• _Required tasks_:
**a)** List the mistakes in PFI contracts that the passage on the private finance initiative says were most frequently cited.
**b)** Continue the passage on the private finance initiative, picking up after its final sentence.

A lunch at Reform, one of our most productive think-tanks, focused on the private finance initiative, the contractual arrangement much favoured by Gordon Brown in which private-sector expertise and money was enlisted to build schools, swimming pools, hospitals and much else.
The theme of the discussions was bathwater and babies – the speaker who had a lifetime in the construction industry acknowledged the mistakes which had been made in PFI contracts – with the excess profits some private-equity houses made selling completed projects, the inflexibility and high cost in some of the contracts for running the facility once built and the difficulty of modifying specifications during the construction process being the most frequently cited. But these should not be allowed to obscure the benefits and in particular the fact there are hundreds of schools, hospitals and prisons in use today which would not have been built without it. So we should recognise the good bits of PFI and keep those, while getting rid of what we don't want.

• _Raw data_:
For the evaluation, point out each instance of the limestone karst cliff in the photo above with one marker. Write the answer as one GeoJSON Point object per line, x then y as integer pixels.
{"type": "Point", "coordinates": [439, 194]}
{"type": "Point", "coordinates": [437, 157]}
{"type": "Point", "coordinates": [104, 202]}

• _Your written answers_:
**a)**
- The excess profits some private-equity houses made selling completed projects
- The inflexibility and high cost in some of the contracts for running the facility once built
- The difficulty of modifying specifications during the construction process

**b)**
None of this cuts much ice at the Treasury, however, because although it is conducting a review to determine whether PFI's flaws can be eliminated so it can have a future, the tone is pretty negative.
It is perhaps a mischievous suggestion but part of the reason may be that the Treasury itself is a PFI building, having been gutted and transformed in Gordon Brown's time under a PFI contract. This means the management of the facility remains in outside hands so Treasury staff have daily experience of the frustrations so familiar to many staff in schools and hospitals. Indeed, it may not help PFI's chances that a senior official involved with the review spent hours this year getting agreement for a television to be moved from one room to another so his team could watch the Budget and was then charged £450. He could have bought three TVs for less.